TASK ITEM |
Please write out exactly the lines from the one with "Could you please indicate the distant" through the end of the data below, both ends included, and omit any pictures.
─── RECORDS TO PROCESS
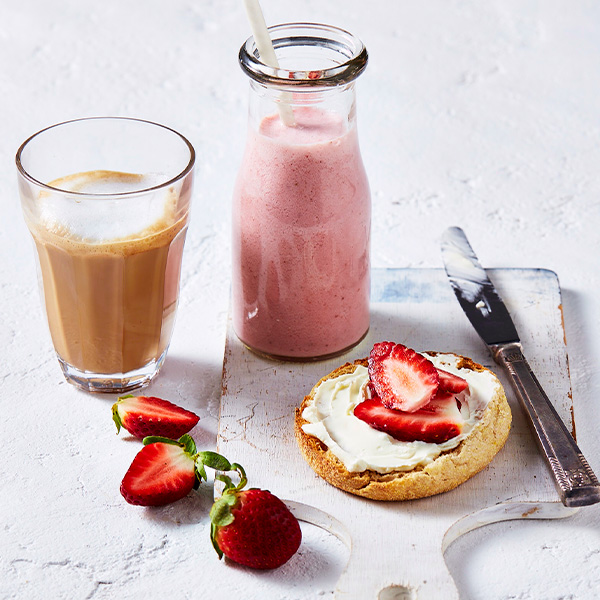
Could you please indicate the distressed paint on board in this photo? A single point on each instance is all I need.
(389, 540)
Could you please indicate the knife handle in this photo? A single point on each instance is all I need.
(576, 483)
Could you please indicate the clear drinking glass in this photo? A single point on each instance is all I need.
(107, 203)
(301, 205)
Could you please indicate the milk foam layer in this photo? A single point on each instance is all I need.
(106, 216)
(360, 447)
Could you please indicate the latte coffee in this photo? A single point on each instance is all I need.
(106, 200)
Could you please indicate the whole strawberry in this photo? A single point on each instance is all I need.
(253, 527)
(146, 415)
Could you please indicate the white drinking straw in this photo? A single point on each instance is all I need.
(267, 53)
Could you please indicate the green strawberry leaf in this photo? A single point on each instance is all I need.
(153, 439)
(214, 461)
(116, 417)
(188, 444)
(220, 513)
(200, 470)
(213, 539)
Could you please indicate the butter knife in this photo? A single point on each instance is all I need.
(575, 481)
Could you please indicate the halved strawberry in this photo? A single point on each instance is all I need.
(437, 422)
(451, 382)
(402, 378)
(146, 415)
(162, 472)
(253, 527)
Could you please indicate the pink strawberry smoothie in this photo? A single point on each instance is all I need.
(301, 231)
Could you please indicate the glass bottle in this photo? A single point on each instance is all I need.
(301, 206)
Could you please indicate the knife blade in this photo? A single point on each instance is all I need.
(575, 481)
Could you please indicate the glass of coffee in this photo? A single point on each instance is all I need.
(107, 203)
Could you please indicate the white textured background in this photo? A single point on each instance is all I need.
(483, 114)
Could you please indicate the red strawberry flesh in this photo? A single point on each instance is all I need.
(437, 422)
(402, 378)
(159, 474)
(147, 415)
(264, 534)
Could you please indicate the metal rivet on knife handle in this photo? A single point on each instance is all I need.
(575, 481)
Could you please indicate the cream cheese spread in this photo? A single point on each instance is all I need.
(360, 447)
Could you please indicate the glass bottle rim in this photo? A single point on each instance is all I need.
(353, 56)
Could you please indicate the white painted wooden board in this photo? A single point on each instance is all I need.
(397, 548)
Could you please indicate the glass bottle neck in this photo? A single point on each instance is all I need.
(266, 101)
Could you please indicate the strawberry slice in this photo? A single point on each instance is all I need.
(162, 472)
(402, 378)
(439, 421)
(451, 382)
(146, 415)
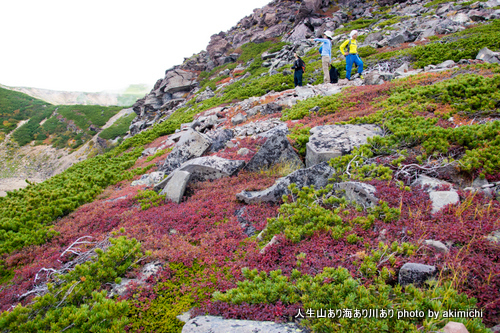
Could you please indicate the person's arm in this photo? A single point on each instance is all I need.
(342, 48)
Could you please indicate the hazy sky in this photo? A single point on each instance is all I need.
(96, 45)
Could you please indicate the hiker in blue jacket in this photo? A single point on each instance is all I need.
(326, 54)
(349, 49)
(299, 67)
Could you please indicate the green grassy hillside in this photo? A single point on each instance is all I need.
(329, 253)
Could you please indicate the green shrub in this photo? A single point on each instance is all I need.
(74, 303)
(334, 290)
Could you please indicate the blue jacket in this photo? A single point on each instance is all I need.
(327, 46)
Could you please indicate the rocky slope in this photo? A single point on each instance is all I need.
(366, 205)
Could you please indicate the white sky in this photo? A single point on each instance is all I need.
(97, 45)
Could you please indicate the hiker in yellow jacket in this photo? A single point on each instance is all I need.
(349, 49)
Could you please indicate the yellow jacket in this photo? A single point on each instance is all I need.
(353, 47)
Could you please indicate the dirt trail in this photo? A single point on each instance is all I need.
(38, 163)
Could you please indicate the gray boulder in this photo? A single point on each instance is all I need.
(211, 167)
(277, 149)
(374, 37)
(440, 199)
(219, 139)
(360, 193)
(149, 179)
(204, 324)
(431, 184)
(175, 185)
(488, 56)
(331, 141)
(415, 274)
(271, 108)
(316, 175)
(178, 80)
(374, 78)
(238, 119)
(191, 145)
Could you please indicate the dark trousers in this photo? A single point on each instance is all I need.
(297, 78)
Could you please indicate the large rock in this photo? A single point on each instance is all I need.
(331, 141)
(300, 33)
(488, 56)
(204, 324)
(178, 80)
(317, 175)
(360, 193)
(175, 185)
(211, 167)
(374, 78)
(219, 138)
(218, 46)
(191, 145)
(416, 274)
(277, 149)
(429, 183)
(149, 179)
(374, 37)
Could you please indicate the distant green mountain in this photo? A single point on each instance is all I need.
(15, 107)
(62, 126)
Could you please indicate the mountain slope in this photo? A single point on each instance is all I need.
(418, 199)
(122, 98)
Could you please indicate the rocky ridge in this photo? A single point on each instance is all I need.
(253, 136)
(295, 23)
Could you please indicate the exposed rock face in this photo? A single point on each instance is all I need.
(211, 167)
(176, 185)
(327, 142)
(361, 193)
(219, 139)
(192, 144)
(205, 324)
(488, 56)
(416, 274)
(317, 175)
(277, 149)
(149, 179)
(440, 199)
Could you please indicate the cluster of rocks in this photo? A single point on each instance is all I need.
(296, 23)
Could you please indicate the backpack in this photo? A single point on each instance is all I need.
(334, 74)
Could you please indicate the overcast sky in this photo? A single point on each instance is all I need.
(97, 45)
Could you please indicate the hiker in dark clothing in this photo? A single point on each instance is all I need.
(299, 67)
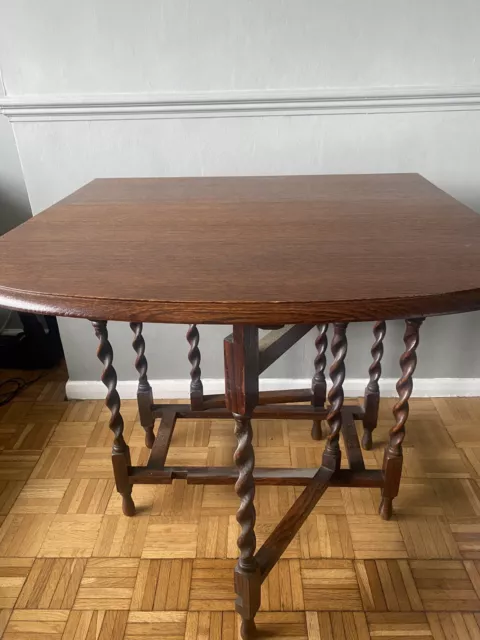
──────
FINISHED TASK |
Could you please indicate the distant green mountain in this photo? A single point on each instance is all I need.
(15, 107)
(62, 126)
Could you please indicate the mountain slope in this photo? A single point on each instance is all I need.
(418, 199)
(122, 98)
Could you please indicate the rocky ridge in this photo? A single point on each instance is all I need.
(253, 136)
(295, 23)
Could you please indicate the exposed rock face in this photo? A single point on each instance is all I need.
(211, 167)
(176, 185)
(327, 142)
(361, 193)
(219, 139)
(192, 144)
(205, 324)
(488, 56)
(416, 274)
(317, 175)
(277, 149)
(149, 179)
(440, 199)
Could you please indicate the cluster of rocks in this photo? A single point on each instance is all I need.
(296, 23)
Could you please indicate the backpack in this photo? A single point on each instance is all I need.
(334, 74)
Could you please indicate the overcast sky in this photo? A single point on each instance is all I need.
(97, 45)
Could you please indicate the hiker in dark clothing in this photo? A single point on each instance is all I need.
(299, 67)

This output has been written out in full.